* [BRANO FORNITO]
──────

La prima decisione formale di superamento dello Stato centrale, per come era stato definito sin dal percorso risorgimentale, si era manifestata esplicitamente con l’elezione dei Consigli regionali del 1970 e con l’approvazione degli Statuti, promulgati il 22 maggio 1971, ad eccezione di quelli dell’Abruzzo e della Calabria, definiti nel luglio successivo a causa dei ritardi provocati dalle aspre lotte per la scelta del capoluogo, con ferite laceranti fino all’istituzione di due sedi istituzionali in ciascuna di queste regioni9. In particolare, «la suicida rinuncia della Calabria a un centro di direzione unitario ha esasperato più che in altre regioni la dispersione della spesa e la bassa qualità dei servizi»10.
Circa trent’anni dopo, con l’approvazione della legge delega n. 59 del 15 marzo 1997 (c.d. legge Bassanini), era stato attuato un decentramento amministrativo, etichettato come «federalismo a costituzione invariata», con la definizione dei principî fondamentali di sussidiarietà, efficienza ed economicità, cooperazione tra Stato, regioni ed enti locali, responsabilità e unicità dell’amministrazione pubblica.
Detta legge era fortemente ispirata all’attuazione dell’art. 3 che affidava alla Repubblica il compito di porre in essere tutte quelle misure atte a rimuovere gli ostacoli di ordine economico e sociale del principio di eguaglianza per tutti i cittadini. Si conferiscono pertanto alle Regioni e agli enti locali tutte le funzioni e i compiti amministrativi «relativi alla cura degli interessi e alla promozione dello sviluppo delle rispettive comunità, nonché tutte le funzioni e i compiti amministrativi localizzabili nei rispettivi territori in atto esercitati da qualunque organo o amministrazione dello Stato, centrali o periferici»11. Si configura insomma un massiccio e rilevantissimo trasferimento di funzioni amministrative, e dei connessi beni e risorse, dall’amministrazione statale verso le amministrazioni regionali e locali, esaltando per la prima volta in modo esplicito nell’ordinamento italiano il principio di sussidiarietà, già presente nella normativa europea.

──────

* [CONSEGNA 1] Indica se ciascuna affermazione concorda con il brano sul decentramento. Per ognuna rispondi sì o no e cita alla lettera le parole decisive del brano: (a) gli Statuti di tutte le regioni furono promulgati il 22 maggio 1971; (b) la legge delega n. 59 del 1997 è nota come legge Bassanini; (c) il principio di sussidiarietà era già presente nella normativa europea.
* [CONSEGNA 2] Ricopia senza alcuna modifica tutto il tratto del brano sul decentramento che va da "Circa trent’anni dopo, con" giù fino a "unicità dell’amministrazione pubblica.".

──────

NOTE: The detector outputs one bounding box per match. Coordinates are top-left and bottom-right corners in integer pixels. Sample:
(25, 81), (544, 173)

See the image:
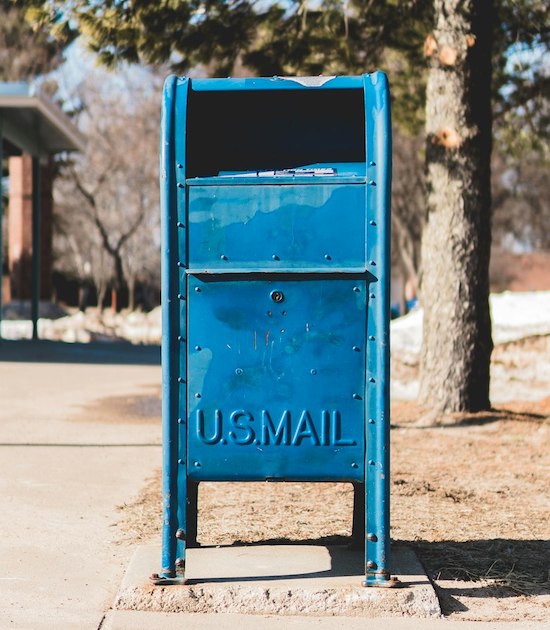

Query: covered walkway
(0, 83), (85, 339)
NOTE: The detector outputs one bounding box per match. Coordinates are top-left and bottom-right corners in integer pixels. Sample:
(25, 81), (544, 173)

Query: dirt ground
(117, 338), (550, 621)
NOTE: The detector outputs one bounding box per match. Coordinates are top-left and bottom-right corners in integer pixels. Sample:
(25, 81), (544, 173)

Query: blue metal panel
(192, 77), (363, 92)
(189, 183), (365, 271)
(161, 73), (392, 586)
(188, 274), (366, 481)
(160, 77), (188, 577)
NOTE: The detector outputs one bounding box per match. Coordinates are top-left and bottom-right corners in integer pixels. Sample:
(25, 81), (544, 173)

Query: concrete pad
(101, 610), (550, 630)
(114, 545), (441, 618)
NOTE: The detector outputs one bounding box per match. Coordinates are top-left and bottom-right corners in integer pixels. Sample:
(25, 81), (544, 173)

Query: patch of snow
(390, 291), (550, 363)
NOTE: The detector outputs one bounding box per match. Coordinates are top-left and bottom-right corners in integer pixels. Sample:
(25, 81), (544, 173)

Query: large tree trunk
(419, 0), (493, 412)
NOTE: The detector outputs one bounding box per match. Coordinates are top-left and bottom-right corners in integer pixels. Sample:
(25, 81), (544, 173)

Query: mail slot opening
(187, 88), (365, 178)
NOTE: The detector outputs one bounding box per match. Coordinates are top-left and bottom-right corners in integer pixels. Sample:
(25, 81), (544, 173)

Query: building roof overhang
(0, 82), (86, 157)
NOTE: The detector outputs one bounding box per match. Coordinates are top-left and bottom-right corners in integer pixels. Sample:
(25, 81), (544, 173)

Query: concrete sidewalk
(0, 342), (161, 630)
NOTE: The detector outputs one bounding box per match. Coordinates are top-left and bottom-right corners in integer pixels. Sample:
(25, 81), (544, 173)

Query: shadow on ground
(0, 340), (160, 365)
(407, 538), (550, 597)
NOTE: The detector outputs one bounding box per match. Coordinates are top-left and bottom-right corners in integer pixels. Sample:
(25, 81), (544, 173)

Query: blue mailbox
(160, 73), (392, 586)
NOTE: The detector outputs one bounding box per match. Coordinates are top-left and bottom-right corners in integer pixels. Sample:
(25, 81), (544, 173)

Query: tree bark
(419, 0), (494, 412)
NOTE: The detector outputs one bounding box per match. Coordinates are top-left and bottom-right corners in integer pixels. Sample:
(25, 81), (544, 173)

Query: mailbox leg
(186, 480), (199, 549)
(351, 482), (365, 549)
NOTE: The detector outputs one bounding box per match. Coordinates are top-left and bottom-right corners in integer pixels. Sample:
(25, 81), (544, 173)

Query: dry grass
(119, 398), (550, 620)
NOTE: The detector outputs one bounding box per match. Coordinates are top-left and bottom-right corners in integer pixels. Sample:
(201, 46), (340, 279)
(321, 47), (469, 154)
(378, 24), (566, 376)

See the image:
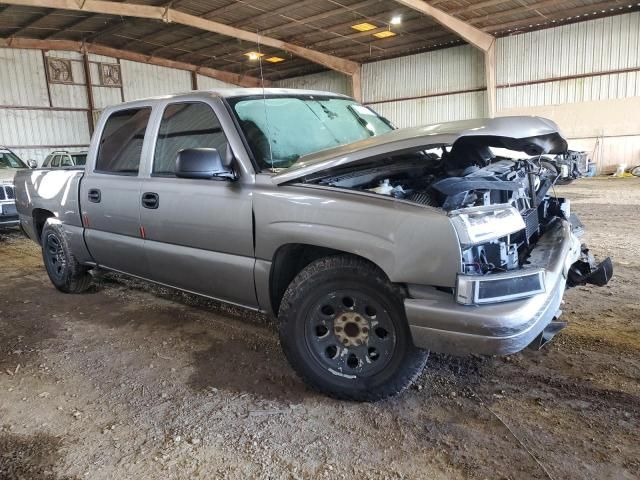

──────

* [RISPOSTA 1]
(a) No: «promulgati il 22 maggio 1971, ad eccezione di quelli dell’Abruzzo e della Calabria, definiti nel luglio successivo»
(b) Sì: «legge delega n. 59 del 15 marzo 1997 (c.d. legge Bassanini)»
(c) Sì: «il principio di sussidiarietà, già presente nella normativa europea»

* [RISPOSTA 2]
Circa trent’anni dopo, con l’approvazione della legge delega n. 59 del 15 marzo 1997 (c.d. legge Bassanini), era stato attuato un decentramento amministrativo, etichettato come «federalismo a costituzione invariata», con la definizione dei principî fondamentali di sussidiarietà, efficienza ed economicità, cooperazione tra Stato, regioni ed enti locali, responsabilità e unicità dell’amministrazione pubblica.